# [本文抜粋]
****************************************

2つの大きなテーマに分け、新たな価値やソリューションを創出していく(資料提供:NTTドコモ)
実際に運用されそうな例としては、
・遠隔地でのライブ体験
・VRやARによる新体感が得られる授業
・高精細な診断画像による遠隔診療
・建設現場における遠隔制御システム
・ヒューマノイドロボットの遠隔操縦
・VRソーシャルビューイング
・VRを活用したゲーム観戦やゲームレクチャーシステム
・現実と仮想現実の相互体感
こうした数々の分野において技術、サービス、ソリューションの研究・開発に取り組んでいる。
5Gを活用することで、遠隔操作、遠隔制御、ARやVRを総称したxRの世界が現在よりも拡充され、より身近なものになってくるという。
経営企画部 5G事業推進室長 太口努氏
太口努氏
「5Gにより、色々な体験や体感をしていただける。臨場感やインタラクティブ性を伴って、そういった軸でのサービスがどんどん花開いていく、また花を開かせるように我々も取り組んでいきたい」
5Gが実現する世界やサービスは「これ!」と断定することは難しい。

****************************************

ポイント位置特定データ
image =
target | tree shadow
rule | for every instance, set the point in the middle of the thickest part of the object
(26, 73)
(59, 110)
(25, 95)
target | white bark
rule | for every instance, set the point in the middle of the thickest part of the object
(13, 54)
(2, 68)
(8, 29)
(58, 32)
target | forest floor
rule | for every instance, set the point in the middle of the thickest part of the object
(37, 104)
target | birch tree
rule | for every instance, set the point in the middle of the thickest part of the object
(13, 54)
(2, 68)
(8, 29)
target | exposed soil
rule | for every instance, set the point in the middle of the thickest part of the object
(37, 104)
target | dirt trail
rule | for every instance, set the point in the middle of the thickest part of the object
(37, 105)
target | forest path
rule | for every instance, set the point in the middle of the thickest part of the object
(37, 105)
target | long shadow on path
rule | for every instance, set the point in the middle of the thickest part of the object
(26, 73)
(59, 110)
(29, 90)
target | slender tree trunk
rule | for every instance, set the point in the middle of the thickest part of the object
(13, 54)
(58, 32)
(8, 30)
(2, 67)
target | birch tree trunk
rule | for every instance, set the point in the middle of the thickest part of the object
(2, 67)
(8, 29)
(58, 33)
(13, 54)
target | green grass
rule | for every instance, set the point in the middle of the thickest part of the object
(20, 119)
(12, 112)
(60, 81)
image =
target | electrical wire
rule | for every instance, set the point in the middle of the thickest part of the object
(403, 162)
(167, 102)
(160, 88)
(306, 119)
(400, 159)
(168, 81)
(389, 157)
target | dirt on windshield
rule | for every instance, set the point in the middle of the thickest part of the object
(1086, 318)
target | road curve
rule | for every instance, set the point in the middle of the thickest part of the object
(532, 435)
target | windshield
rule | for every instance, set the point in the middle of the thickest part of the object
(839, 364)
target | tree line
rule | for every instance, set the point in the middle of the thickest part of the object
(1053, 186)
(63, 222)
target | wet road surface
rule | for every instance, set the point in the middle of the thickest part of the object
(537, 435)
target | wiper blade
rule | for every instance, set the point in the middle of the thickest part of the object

****************************************

# [作業課題 A]
5Gについての本文のうち、「実際に運用されそうな例としては、」から下って「に我々も取り組んでいきたい」」に至るまでの部分を、一字も変えずに書き写すこと。
# [作業課題 B]
5Gについての本文では、ARやVRを総称して何と呼んでいるか。
# [作業課題 C]
5Gが生み出すサービスについての本文を、最後の文の後から書き継ぐこと。

# [回答 A]
実際に運用されそうな例としては、
・遠隔地でのライブ体験
・VRやARによる新体感が得られる授業
・高精細な診断画像による遠隔診療
・建設現場における遠隔制御システム
・ヒューマノイドロボットの遠隔操縦
・VRソーシャルビューイング
・VRを活用したゲーム観戦やゲームレクチャーシステム
・現実と仮想現実の相互体感
こうした数々の分野において技術、サービス、ソリューションの研究・開発に取り組んでいる。
5Gを活用することで、遠隔操作、遠隔制御、ARやVRを総称したxRの世界が現在よりも拡充され、より身近なものになってくるという。
経営企画部 5G事業推進室長 太口努氏
太口努氏
「5Gにより、色々な体験や体感をしていただける。臨場感やインタラクティブ性を伴って、そういった軸でのサービスがどんどん花開いていく、また花を開かせるように我々も取り組んでいきたい」

# [回答 B]
xRと呼んでいる。

# [回答 C]
5Gは「特定の何かを実現する」のではなく、さまざまな新しい体験やサービス、社会や生活環境が生み出されていくベースとなるのだという。
多くの可能性を秘めている5Gだが、太口努氏は
「5Gだけというわけではなく、それにAIであったり、ビッグデータ解析であったり、ディープラーニングであったり、そういったものが関わってくるのかもしれない。
さまざまな技術やサービスが関わることが考えられる。
5Gは、それらを通信という分野で支える存在だと思っている」
つまり、発想を豊かにすればするほど、5Gによる変化や進歩は、さまざまな領域で、新しい体験と新しいサービスが生まれてくるといえるのだ。
■5G時代は、個人もリッチコンテンツを配信できる
ところで5Gサービスは、我々の日常生活に、どのような存在となり、影響をもたらすのだろうか。
太口努氏は、
「ARやVRを含めたxRというのは、5G時代において、特に一般のお客様にとっては、これまでと違う体感をしていただける重要なツールにはなってくるのではないかと思っている」という。
例えば、VRゴーグルがある。
VRゴーグルは、一昔前に比べれば小型・軽量化されたが、一般的なメガネやサングラスのサイズになれば、5G通信と組み合わせてxRの世界に大きな変革をもたらす新たなコンテンツやサービスが生まれることで、我々の生活スタイルを大きく変えるかもしれない。
経営企画部 5G事業推進室 企画担当課長 小林稔典氏
小林稔典氏は、
「個人の情報発信が、現在よりしやすくなるのではないか」
と、さらに身近な例をあげる。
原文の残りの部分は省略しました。